> **What is needed**:
Reproduce every line of the listing below word for word, leaving nothing out and changing nothing.

Entries from a dataset:
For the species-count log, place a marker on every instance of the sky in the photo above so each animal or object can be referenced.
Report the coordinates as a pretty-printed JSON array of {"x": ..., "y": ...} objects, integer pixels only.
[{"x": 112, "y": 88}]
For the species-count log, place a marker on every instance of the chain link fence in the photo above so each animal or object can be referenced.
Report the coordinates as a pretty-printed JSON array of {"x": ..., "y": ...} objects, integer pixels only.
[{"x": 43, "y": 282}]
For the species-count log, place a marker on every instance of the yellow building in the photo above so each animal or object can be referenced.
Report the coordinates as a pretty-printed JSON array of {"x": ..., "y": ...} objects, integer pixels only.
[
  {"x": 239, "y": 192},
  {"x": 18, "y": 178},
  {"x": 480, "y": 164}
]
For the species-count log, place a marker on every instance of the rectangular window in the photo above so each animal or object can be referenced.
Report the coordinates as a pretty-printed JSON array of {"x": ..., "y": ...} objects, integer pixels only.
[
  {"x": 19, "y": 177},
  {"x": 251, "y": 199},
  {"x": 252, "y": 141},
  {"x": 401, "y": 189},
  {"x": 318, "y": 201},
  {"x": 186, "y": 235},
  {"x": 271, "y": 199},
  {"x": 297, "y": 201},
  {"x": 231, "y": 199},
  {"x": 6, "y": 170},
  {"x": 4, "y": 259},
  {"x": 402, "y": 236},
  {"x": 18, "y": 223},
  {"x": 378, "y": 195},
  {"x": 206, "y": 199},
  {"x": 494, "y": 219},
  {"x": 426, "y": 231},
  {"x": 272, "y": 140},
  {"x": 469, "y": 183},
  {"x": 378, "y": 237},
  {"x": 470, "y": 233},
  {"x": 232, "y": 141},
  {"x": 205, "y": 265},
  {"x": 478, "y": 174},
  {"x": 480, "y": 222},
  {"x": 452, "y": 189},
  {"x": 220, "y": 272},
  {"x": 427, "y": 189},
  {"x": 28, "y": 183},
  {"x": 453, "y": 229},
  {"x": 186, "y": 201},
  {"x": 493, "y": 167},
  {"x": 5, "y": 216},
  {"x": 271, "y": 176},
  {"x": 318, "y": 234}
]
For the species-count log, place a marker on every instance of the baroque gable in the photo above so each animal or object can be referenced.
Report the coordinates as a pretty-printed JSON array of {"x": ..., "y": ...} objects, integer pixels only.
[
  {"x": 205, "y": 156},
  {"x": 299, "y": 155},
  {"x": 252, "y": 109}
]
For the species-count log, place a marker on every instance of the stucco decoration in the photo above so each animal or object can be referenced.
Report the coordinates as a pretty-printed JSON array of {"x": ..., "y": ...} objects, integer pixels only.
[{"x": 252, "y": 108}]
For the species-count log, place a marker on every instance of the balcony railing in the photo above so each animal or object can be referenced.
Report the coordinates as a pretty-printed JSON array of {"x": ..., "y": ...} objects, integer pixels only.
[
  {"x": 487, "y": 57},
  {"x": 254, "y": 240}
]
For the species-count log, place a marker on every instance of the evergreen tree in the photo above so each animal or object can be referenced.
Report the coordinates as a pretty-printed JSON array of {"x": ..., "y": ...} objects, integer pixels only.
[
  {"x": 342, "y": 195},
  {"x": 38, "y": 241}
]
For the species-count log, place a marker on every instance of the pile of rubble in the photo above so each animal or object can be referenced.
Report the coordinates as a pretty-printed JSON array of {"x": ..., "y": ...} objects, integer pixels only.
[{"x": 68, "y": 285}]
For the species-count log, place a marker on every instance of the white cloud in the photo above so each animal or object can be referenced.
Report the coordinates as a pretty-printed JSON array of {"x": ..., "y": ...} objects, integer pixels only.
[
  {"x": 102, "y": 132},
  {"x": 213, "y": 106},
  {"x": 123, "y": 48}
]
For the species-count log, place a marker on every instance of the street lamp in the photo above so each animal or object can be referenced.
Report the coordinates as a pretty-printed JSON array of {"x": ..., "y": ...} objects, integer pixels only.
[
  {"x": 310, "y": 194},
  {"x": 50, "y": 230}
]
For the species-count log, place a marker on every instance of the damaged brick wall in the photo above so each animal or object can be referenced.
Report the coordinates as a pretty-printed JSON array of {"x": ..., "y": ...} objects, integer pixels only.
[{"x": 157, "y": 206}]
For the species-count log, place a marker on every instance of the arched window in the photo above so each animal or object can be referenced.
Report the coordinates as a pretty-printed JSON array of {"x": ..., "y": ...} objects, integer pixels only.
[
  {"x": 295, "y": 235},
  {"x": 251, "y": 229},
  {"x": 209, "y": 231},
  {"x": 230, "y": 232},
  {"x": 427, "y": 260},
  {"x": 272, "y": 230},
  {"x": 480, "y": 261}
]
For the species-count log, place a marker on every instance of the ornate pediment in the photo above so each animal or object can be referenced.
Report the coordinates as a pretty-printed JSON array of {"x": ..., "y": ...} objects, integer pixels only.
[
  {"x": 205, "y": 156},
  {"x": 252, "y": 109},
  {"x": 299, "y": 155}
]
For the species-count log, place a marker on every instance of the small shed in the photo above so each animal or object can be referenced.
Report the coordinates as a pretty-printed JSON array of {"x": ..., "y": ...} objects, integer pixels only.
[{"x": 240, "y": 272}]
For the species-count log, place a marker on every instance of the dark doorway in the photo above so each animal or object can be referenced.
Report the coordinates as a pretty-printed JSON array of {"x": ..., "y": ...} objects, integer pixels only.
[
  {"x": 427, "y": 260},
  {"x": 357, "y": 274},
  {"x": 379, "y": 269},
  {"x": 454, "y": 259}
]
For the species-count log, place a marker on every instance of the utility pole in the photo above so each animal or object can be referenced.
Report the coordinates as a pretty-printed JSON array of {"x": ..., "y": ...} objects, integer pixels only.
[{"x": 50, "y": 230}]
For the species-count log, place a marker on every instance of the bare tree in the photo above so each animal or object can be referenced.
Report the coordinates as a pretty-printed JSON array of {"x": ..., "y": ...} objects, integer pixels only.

> **Solution**:
For the species-count log, place a marker on every instance of the sky in the photo above so each animal or object can be referenced.
Report the coordinates as a pretty-printed JSON array of {"x": ..., "y": ...} objects, integer pixels only.
[{"x": 112, "y": 88}]
For the species-count log, place a marker on every instance of the chain link fence in the photo above so each animal or object can be referenced.
Report the coordinates as a pretty-printed JSON array of {"x": ..., "y": ...} objects, integer pixels only.
[{"x": 43, "y": 282}]
For the species-count log, place a marker on every instance of the yellow building in the photo above so each animal or object can be referenced.
Report the coordinates as a pretty-printed JSON array of {"x": ..., "y": ...} objects, integer pixels only.
[
  {"x": 239, "y": 192},
  {"x": 18, "y": 178},
  {"x": 480, "y": 164}
]
For the species-count log, place a marker on every instance of the rectangular window in the photo above so each animal or object can be referenced.
Report the coordinates as a pretty-printed JSON array of {"x": ..., "y": ...} objects, integer pixels only.
[
  {"x": 19, "y": 177},
  {"x": 251, "y": 199},
  {"x": 252, "y": 141},
  {"x": 401, "y": 189},
  {"x": 318, "y": 201},
  {"x": 186, "y": 235},
  {"x": 271, "y": 199},
  {"x": 297, "y": 201},
  {"x": 231, "y": 199},
  {"x": 6, "y": 170},
  {"x": 4, "y": 259},
  {"x": 402, "y": 236},
  {"x": 18, "y": 223},
  {"x": 378, "y": 195},
  {"x": 206, "y": 199},
  {"x": 494, "y": 219},
  {"x": 426, "y": 231},
  {"x": 272, "y": 140},
  {"x": 469, "y": 183},
  {"x": 378, "y": 237},
  {"x": 470, "y": 233},
  {"x": 232, "y": 141},
  {"x": 205, "y": 265},
  {"x": 478, "y": 174},
  {"x": 480, "y": 222},
  {"x": 452, "y": 189},
  {"x": 220, "y": 272},
  {"x": 427, "y": 189},
  {"x": 28, "y": 183},
  {"x": 453, "y": 229},
  {"x": 186, "y": 201},
  {"x": 493, "y": 167},
  {"x": 5, "y": 216},
  {"x": 271, "y": 176},
  {"x": 318, "y": 234}
]
For the species-count log, place a marker on every instance of the baroque gable in the photo above so each animal or object can be referenced.
Report the coordinates as a pretty-printed JSON array of {"x": ..., "y": ...} objects, integer pixels only.
[
  {"x": 205, "y": 156},
  {"x": 299, "y": 155},
  {"x": 252, "y": 109}
]
For the species-count log, place a marker on every instance of the stucco decoration in the photo above so each animal or object can be referenced.
Report the coordinates as a pretty-printed JSON array of {"x": ..., "y": ...} objects, integer pixels only.
[{"x": 252, "y": 108}]
For the species-count log, place a marker on every instance of the balcony railing in the photo above so each animal or object can be referenced.
Report the coordinates as a pretty-printed JSON array of {"x": ..., "y": ...} objects, integer pixels only.
[
  {"x": 487, "y": 57},
  {"x": 254, "y": 240}
]
For the species-count log, place a marker on every instance of the evergreen tree in the photo above so each animal or object can be referenced.
Report the coordinates as a pretty-printed JSON array of {"x": ..., "y": ...} objects, integer pixels only.
[
  {"x": 342, "y": 195},
  {"x": 38, "y": 241}
]
For the species-count log, place a marker on every instance of the pile of rubble in the photo above so each animal or object can be referenced.
Report the coordinates as a pretty-printed JSON array of {"x": ..., "y": ...} objects, integer pixels only.
[{"x": 68, "y": 285}]
For the species-count log, place a marker on every instance of the white cloud in the photo above so each animal or object can be referenced.
Report the coordinates as a pretty-printed JSON array of {"x": ..., "y": ...} objects, integer pixels only.
[
  {"x": 102, "y": 132},
  {"x": 213, "y": 106},
  {"x": 123, "y": 48}
]
For the species-count log, place a marker on every instance of the street lamp in the photo above so each animal or object can be referenced.
Report the coordinates as a pretty-printed JSON array of {"x": ..., "y": ...} objects, integer pixels only.
[
  {"x": 310, "y": 194},
  {"x": 50, "y": 230}
]
For the species-count log, place a marker on every instance of the damaged brick wall in the photo above so each animal or object can be referenced.
Report the coordinates as a pretty-printed JSON array of {"x": ..., "y": ...} objects, integer pixels only.
[{"x": 157, "y": 206}]
For the species-count log, place a marker on every instance of the arched window in the photo above so each animal or object can be referenced.
Report the coordinates as a pretty-printed JSON array of {"x": ..., "y": ...} objects, integer pixels only.
[
  {"x": 295, "y": 235},
  {"x": 251, "y": 229},
  {"x": 209, "y": 231},
  {"x": 230, "y": 232},
  {"x": 427, "y": 260},
  {"x": 272, "y": 230},
  {"x": 480, "y": 261}
]
For the species-count log, place a marker on every instance of the ornate pediment in the photo above so each animal or object can be referenced.
Report the coordinates as a pretty-printed JSON array of {"x": ..., "y": ...} objects, integer pixels only.
[
  {"x": 205, "y": 156},
  {"x": 252, "y": 109},
  {"x": 299, "y": 155}
]
For the species-count log, place a marker on every instance of the small shed in the photo above so each animal or object can be referenced.
Report the coordinates as a pretty-printed JSON array of {"x": ..., "y": ...} objects, integer pixels only.
[{"x": 240, "y": 272}]
For the species-count log, place a marker on every instance of the dark doorway in the photo above so each animal or object can be referenced.
Report the coordinates as a pretty-printed JSON array of {"x": ..., "y": ...} objects, integer pixels only.
[
  {"x": 427, "y": 260},
  {"x": 357, "y": 274},
  {"x": 379, "y": 269},
  {"x": 454, "y": 259}
]
For the species-count log, place a marker on every instance of the utility pole in the photo above so each animal or object can be referenced.
Report the coordinates as a pretty-printed JSON array of {"x": ..., "y": ...} objects, integer pixels only.
[{"x": 50, "y": 230}]
For the species-count log, place a marker on every instance of the bare tree in the photo above so each animal or object can be referenced.
Report the coordinates as a pretty-printed JSON array of {"x": ..., "y": ...} objects, integer pixels only.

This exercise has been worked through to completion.